### [GIVEN PROBLEM A]
Reproduce the article on clients' hidden expectations from "Introduction" up to and including "enough, yes? . . .".
### [GIVEN PROBLEM B]
Answer these questions about the article on clients' hidden expectations:
(i) How many years of management consulting does the writer cite?
(ii) Why, according to the article, do clients have expectations in all three categories?
(iii) In which journal did a lightly edited version of the article appear?
### [GIVEN PROBLEM C]
Write the next part of the article on clients' hidden expectations, picking up after its final sentence.

*** SELECTED TEXT

Addressing Your Client's Hidden Expectations
Harvey Bergholz, Jeslen Corporation
A lightly edited version of this article appeared in the
Journal of Management Consulting.
Introduction
Some nerve . . . clients who expect more from consultants than
that we fix their companies. They pay a fee, and expenses. That
entitles them to a set of outcomes. These outcomes are usually
tangible and often measurable. That should be enough, yes? . . .
but . . . no . . . they want more. Through my thirty years of management consulting, every client has had expectations on three levels. Collectively, these expectations typically sum to a whole lot more than delivering the deliverables. I believe that client expectations exist in these three categories:
Perhaps you've already learned that clients expect more than what
the fee has been paid to deliver. If so, you've made those
expectations a natural part of your work mode, your client
management strategies, and your firm's economics. Failure to do so
will place you far behind the "full-value consultants" who do. In
the unconscious bargain with clients, you want to be the
consultant who delivers on all three levels, Technical,
Professional, and Personal. When you do, you'll achieve a rare
positioning: the consultant who "gets it done"; the consultant
clients want to spend time with, and from whom they want their
people to learn.
The full-value consultant generates sustainable competitive
advantages and far higher retention and referral rates. This is a
natural by-product of achieving that rare positioning. It results
from meeting or exceeding the unexpressed client expectations in
Technical Competence, Professional Contribution, and Personal
Style.
In this article we explore typical client expectations and a few
suggestions for exceeding them. I believe several common
denominators exist, the first of which is this: clients have
expectations in all three categories because that is their natural
risk-management strategy. Most often, this risk-management
strategy is unconscious, but it is there. What risk? The
consultant's shortcomings in any of the three areas puts the
hiring executive, or direct client, in jeopardy.
Your direct client has (a) spent money; (b) endorsed a performer
unknown to others (you); (c) committed to delivering an end result
by a deadline; and (d) dropped an interloper into the corporate
cultural mix (you again). Together, these four elements create
anxiety - in the direct client and in the people watching him/her,
and in those who will be affected by the consultant. Anxiety, in
turn, triggers self-protective behaviors by the client's peers,
subordinates, and superiors. If you've consulted even a year,
you've experienced these behaviors. They can be harmful to you and
your efforts; they can be deadly to your client - and the client
knows it. These behaviors (lack of cooperation, information
hiding, delays, unavailability, expressed cynicism about the
engagement or the consultant) may be harmful to the client's
career health.
Ergo . . . your direct client is at risk when inviting in a
consultant. Ironically, the risks do not diminish solely by the
consultant's performance in the Technical Competence arena. In
fact, sound performance there is easily undercut by failure to
meet expectations in the other two areas: Professional
Contribution and Personal Style. Effective consultants manage the
three areas consciously and smoothly, and reap dividends as a
result.

******
*** PROVIDED DATA

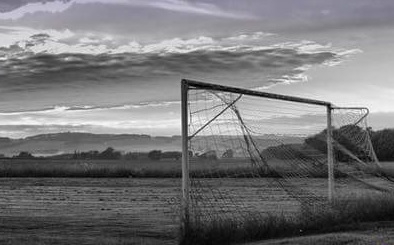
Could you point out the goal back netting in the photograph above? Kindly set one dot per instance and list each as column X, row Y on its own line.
column 249, row 155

******

### [TASK OUTPUT A]
Introduction
Some nerve . . . clients who expect more from consultants than
that we fix their companies. They pay a fee, and expenses. That
entitles them to a set of outcomes. These outcomes are usually
tangible and often measurable. That should be enough, yes? . . .

### [TASK OUTPUT B]
(i) Thirty years.
(ii) Because that is their natural risk-management strategy.
(iii) The Journal of Management Consulting.

### [TASK OUTPUT C]
Technical Competence
The simplest of the three value categories, Technical Competence
means delivering what we promised in return for the fee. The dry
cleaner takes your $2.00 and promises to deliver a clean, pressed
shirt by a certain date. Simple. Integrate two newly merged
departments; facilitate a strategic planning retreat; design an
incentive plan; execute a search; develop a training workshop.
This basic quid pro quo doesn't require much discussion. This is
the business - on the surface. This is what is visible and
measurable. This is what the client pays for, right? Well, not
quite.
For many consultants, life is grand when the engagement is that
straightforward: "Give me the deliverables on time and I give you
money and you leave town." Alas, the other two dimensions are
usually present, though under the surface.
Professional Contribution
As consultants, we bring a wide range of professional skills and
experiences that reach far beyond technical task accomplishment.
Clients expect us to contribute these skills unselfishly,
proactively, and at no added cost as we execute the engagement.
This is a reasonable expectation. We all have such expectations
around the "professional behavior" of service workers. When you
bring the car in for repair, you expect the Technical Competence
to do the repairs; but you also likely expect the service people
to return the car clean, on time, and at the promised price. You
may expect them to teach you something in the process too, or you
may expect some priority treatment if you're a regular, long-time
customer.
Expectations of "Professional Contributions," layered on top of
Technical Competence, are natural in every field. Do we understand
what they are in the typical consulting engagement? Below are the
expectations for Professional Contributions I've encountered most
often. When I place myself inside the client's mind - to empathize
- these are things they want to say:
"with me personally"
"with my team"
[A client pursuing a growth-by-acquisitions strategy wanted help.
We conducted as much of our work as we could on-site, with their
people, to make our processes and thinking visible - to pull back
the curtain. As the series of small acquisitions developed, they
took on more of the direct process step responsibilities. Did it
cost us some days with each succeeding one? Yes, but a dozen years
later, they remain a steady client, with engagements in multiple
areas, without us having to solicit more business. And in every
acquisition event, we're still at the table]
"with the organization"
If these are some of the common expectations and desires clients
have around Professional Contributions, then the question is How?
How to deliver on these.
Here are a few ideas to consider . . .
The add-on value services described above come "free," or should.
You won't find them listed in the engagement letter or a contract.
They are generally unstated, embedded in the client's
expectations, which makes them even more powerful. Your ability to
deliver these - effortlessly, seamlessly, transparently - yet
still ensure the client knows you've done them is one valid test
of a professional consultant.
Personal Style
Most clients are pragmatic: their consultant selection process
rests primarily upon the Technical Competence question. Clients
have too much at risk to do anything else. Now, if a relationship
already exists from earlier engagements, then Professional
Contribution comes into play as well. It becomes the next branch
in the decision tree. However, these things being equal, Personal
Style will carry the day.
I believe Personal Style becomes the equal of Technical Competence
and Professional Contributions once the engagement is underway.
This is because the client comes to see Technical and Professional
contributions as natural and expected. This is akin to Herzberg's
"Hygiene Factors," like compensation or supervision, in his study
of what motivates high performers. If these work just right, all
they do is help maintain average performance. They're neutral.
People expect reasonable pay and quality supervision. Providing
them is not, then, a source of true motivation; but failure to
provide them is certainly de-motivating. The real bang comes from
the true motivating factors, like achievement, recognition, and
the nature of the work itself.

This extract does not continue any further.